Problem statement: Update all of the items below, replacing each occurrence of "Hi there" with "Hello" and leaving everything else unchanged.

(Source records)
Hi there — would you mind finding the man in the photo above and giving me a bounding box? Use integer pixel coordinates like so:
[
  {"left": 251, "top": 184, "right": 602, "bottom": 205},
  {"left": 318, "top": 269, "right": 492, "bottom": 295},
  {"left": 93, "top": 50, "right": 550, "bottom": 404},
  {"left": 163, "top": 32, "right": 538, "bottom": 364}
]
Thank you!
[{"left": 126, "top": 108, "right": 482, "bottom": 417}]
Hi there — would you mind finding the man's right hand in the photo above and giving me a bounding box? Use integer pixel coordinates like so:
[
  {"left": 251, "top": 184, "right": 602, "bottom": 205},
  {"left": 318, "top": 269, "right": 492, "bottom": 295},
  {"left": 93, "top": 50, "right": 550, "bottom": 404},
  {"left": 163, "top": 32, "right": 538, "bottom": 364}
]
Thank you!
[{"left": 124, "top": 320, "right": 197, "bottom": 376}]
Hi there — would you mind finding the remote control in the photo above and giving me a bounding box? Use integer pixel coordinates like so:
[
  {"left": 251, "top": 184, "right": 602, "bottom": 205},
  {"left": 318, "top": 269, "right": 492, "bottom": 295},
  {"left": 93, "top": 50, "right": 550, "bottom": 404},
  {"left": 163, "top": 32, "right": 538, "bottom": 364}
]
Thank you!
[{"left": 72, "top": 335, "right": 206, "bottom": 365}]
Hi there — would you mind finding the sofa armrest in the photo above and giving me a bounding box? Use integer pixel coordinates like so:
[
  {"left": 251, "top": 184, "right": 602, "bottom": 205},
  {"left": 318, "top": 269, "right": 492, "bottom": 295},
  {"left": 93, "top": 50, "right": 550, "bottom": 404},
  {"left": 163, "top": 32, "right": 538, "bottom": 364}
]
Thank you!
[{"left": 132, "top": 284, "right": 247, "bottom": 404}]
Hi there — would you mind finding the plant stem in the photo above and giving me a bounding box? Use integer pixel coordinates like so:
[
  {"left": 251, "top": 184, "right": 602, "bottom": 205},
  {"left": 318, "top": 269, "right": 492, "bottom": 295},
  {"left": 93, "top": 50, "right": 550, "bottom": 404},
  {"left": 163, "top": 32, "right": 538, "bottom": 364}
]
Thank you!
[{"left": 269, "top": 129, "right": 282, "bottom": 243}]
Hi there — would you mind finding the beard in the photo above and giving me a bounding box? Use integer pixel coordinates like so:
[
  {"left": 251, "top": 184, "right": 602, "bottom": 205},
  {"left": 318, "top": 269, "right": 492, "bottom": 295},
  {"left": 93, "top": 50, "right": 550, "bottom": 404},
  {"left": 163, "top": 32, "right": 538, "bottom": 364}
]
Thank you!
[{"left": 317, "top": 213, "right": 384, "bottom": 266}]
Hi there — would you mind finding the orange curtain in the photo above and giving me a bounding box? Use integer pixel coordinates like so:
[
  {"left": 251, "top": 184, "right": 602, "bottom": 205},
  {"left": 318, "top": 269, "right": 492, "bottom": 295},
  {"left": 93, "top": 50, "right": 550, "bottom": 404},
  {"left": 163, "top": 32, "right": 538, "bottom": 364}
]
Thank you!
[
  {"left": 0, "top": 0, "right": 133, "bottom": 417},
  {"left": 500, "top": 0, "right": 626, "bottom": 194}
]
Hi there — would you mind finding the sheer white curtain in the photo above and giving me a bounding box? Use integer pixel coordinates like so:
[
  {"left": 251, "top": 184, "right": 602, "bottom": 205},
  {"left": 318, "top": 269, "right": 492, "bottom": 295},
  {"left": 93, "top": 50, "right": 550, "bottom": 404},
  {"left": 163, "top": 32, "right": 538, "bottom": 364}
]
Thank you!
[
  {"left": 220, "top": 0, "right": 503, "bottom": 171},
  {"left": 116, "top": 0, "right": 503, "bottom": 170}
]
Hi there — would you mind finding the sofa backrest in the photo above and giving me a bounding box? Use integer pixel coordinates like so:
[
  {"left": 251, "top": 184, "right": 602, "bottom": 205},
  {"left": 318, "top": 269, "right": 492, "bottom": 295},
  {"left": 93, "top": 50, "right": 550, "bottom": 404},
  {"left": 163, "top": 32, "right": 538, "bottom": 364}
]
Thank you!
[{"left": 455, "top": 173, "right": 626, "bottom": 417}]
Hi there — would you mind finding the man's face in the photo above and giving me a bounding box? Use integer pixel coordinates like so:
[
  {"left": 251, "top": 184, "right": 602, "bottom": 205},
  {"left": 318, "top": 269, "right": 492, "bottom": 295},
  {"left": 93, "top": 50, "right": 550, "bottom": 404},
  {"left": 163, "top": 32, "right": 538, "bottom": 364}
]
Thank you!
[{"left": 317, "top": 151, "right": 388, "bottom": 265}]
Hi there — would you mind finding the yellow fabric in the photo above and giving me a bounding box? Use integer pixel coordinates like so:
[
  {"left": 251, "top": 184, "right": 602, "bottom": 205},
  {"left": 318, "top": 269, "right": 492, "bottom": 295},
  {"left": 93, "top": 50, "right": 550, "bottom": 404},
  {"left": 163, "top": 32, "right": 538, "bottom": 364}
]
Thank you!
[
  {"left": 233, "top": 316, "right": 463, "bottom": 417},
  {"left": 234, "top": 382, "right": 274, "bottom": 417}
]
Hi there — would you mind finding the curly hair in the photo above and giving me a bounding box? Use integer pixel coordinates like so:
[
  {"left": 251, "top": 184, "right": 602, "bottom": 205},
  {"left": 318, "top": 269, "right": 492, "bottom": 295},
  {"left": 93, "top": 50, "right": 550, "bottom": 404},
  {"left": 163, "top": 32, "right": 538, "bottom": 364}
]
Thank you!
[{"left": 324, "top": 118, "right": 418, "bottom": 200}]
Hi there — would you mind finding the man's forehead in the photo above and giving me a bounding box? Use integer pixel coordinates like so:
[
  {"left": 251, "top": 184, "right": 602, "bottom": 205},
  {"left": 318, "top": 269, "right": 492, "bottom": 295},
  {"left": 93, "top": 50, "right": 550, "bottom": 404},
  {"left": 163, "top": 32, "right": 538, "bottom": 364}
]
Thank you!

Exercise solution:
Hello — would you mind finding the man in the photo above and giving me a bounding box? Use integer pixel coordinates like so:
[
  {"left": 251, "top": 184, "right": 602, "bottom": 205},
  {"left": 318, "top": 269, "right": 492, "bottom": 295},
  {"left": 93, "top": 50, "right": 550, "bottom": 404},
  {"left": 163, "top": 32, "right": 538, "bottom": 364}
]
Thank you!
[{"left": 126, "top": 108, "right": 482, "bottom": 417}]
Hello — would you mind finding the man's right hand in the photo above and giving me a bounding box? Use integer pixel coordinates like so:
[
  {"left": 251, "top": 184, "right": 602, "bottom": 205},
  {"left": 318, "top": 269, "right": 492, "bottom": 295},
  {"left": 93, "top": 50, "right": 550, "bottom": 404},
  {"left": 163, "top": 32, "right": 538, "bottom": 364}
]
Thank you!
[{"left": 124, "top": 320, "right": 197, "bottom": 376}]
Hello — would you mind finding the remote control in the photo above and giving me a bounding box? Use integer pixel coordinates like so:
[
  {"left": 251, "top": 184, "right": 602, "bottom": 205},
  {"left": 318, "top": 269, "right": 492, "bottom": 295},
  {"left": 93, "top": 50, "right": 550, "bottom": 404},
  {"left": 163, "top": 32, "right": 538, "bottom": 364}
]
Thank you!
[{"left": 72, "top": 335, "right": 206, "bottom": 365}]
Hello — would you mind finding the sofa armrest in the photo above and giving me a bounding box? Use integer pixel coordinates like so:
[
  {"left": 251, "top": 184, "right": 602, "bottom": 205},
  {"left": 318, "top": 269, "right": 492, "bottom": 295},
  {"left": 93, "top": 50, "right": 550, "bottom": 404},
  {"left": 163, "top": 32, "right": 538, "bottom": 364}
]
Thank you!
[{"left": 132, "top": 284, "right": 247, "bottom": 404}]
Hello — would you mind finding the plant stem in the photo above and giving me a bounding box? Use integer pixel coordinates like so:
[
  {"left": 251, "top": 184, "right": 602, "bottom": 205},
  {"left": 318, "top": 269, "right": 492, "bottom": 295},
  {"left": 93, "top": 50, "right": 550, "bottom": 404},
  {"left": 163, "top": 32, "right": 538, "bottom": 364}
]
Thank you!
[{"left": 269, "top": 129, "right": 282, "bottom": 243}]
Hello — would you mind finding the beard in the photo above and giving me a bounding box? Use integer pixel coordinates like so:
[
  {"left": 251, "top": 184, "right": 602, "bottom": 205},
  {"left": 318, "top": 269, "right": 492, "bottom": 295},
  {"left": 93, "top": 50, "right": 550, "bottom": 404},
  {"left": 163, "top": 32, "right": 538, "bottom": 364}
]
Thank you!
[{"left": 317, "top": 213, "right": 384, "bottom": 266}]
Hello — would you mind finding the orange curtain in the photo above and giving me a bounding box? Use integer pixel coordinates like so:
[
  {"left": 251, "top": 184, "right": 602, "bottom": 205},
  {"left": 318, "top": 269, "right": 492, "bottom": 295},
  {"left": 93, "top": 50, "right": 550, "bottom": 404},
  {"left": 163, "top": 32, "right": 538, "bottom": 364}
]
Thank you!
[
  {"left": 0, "top": 0, "right": 133, "bottom": 417},
  {"left": 500, "top": 0, "right": 626, "bottom": 194}
]
Hello — would you mind finding the sheer white curtain in the photo above and giving me a bounding box? Use integer pixel coordinates like so:
[
  {"left": 251, "top": 184, "right": 602, "bottom": 205},
  {"left": 318, "top": 269, "right": 492, "bottom": 295},
  {"left": 93, "top": 50, "right": 550, "bottom": 404},
  {"left": 163, "top": 32, "right": 538, "bottom": 364}
]
Thank you!
[
  {"left": 220, "top": 0, "right": 503, "bottom": 171},
  {"left": 116, "top": 0, "right": 503, "bottom": 170}
]
Hello — would you mind finding the sofa backrest in the photo above and giving me a bounding box? Use integer pixel coordinates like so:
[
  {"left": 251, "top": 184, "right": 602, "bottom": 205},
  {"left": 318, "top": 269, "right": 492, "bottom": 295},
  {"left": 93, "top": 50, "right": 550, "bottom": 404},
  {"left": 163, "top": 32, "right": 538, "bottom": 364}
]
Thank you!
[{"left": 455, "top": 173, "right": 626, "bottom": 417}]
Hello — would you mind finding the man's face in the photo above and giving me a bounding box? Use integer pixel coordinates like so:
[
  {"left": 251, "top": 184, "right": 602, "bottom": 205},
  {"left": 318, "top": 269, "right": 492, "bottom": 295},
  {"left": 93, "top": 50, "right": 550, "bottom": 404},
  {"left": 163, "top": 32, "right": 538, "bottom": 364}
]
Thank you!
[{"left": 317, "top": 151, "right": 388, "bottom": 265}]
Hello — would you mind finding the yellow fabric in the photo above and giving me a bounding box? Use integer pixel coordinates like so:
[
  {"left": 251, "top": 184, "right": 602, "bottom": 205},
  {"left": 318, "top": 269, "right": 492, "bottom": 295},
  {"left": 93, "top": 50, "right": 550, "bottom": 404},
  {"left": 163, "top": 32, "right": 538, "bottom": 364}
]
Thank you!
[
  {"left": 233, "top": 316, "right": 463, "bottom": 417},
  {"left": 234, "top": 382, "right": 274, "bottom": 417}
]
Hello — would you mind finding the curly hair in the photo above and giving me a bounding box? Use integer pixel coordinates like so:
[
  {"left": 251, "top": 184, "right": 602, "bottom": 205},
  {"left": 318, "top": 269, "right": 492, "bottom": 295},
  {"left": 93, "top": 50, "right": 550, "bottom": 404},
  {"left": 163, "top": 32, "right": 538, "bottom": 364}
]
Thank you!
[{"left": 324, "top": 118, "right": 418, "bottom": 200}]
Hello — would you mind finding the man's forehead in the photo above and giving me a bounding box? Use integer pixel coordinates like so:
[
  {"left": 251, "top": 184, "right": 602, "bottom": 205},
  {"left": 318, "top": 269, "right": 492, "bottom": 295},
  {"left": 93, "top": 50, "right": 550, "bottom": 404},
  {"left": 163, "top": 32, "right": 538, "bottom": 364}
]
Thank you!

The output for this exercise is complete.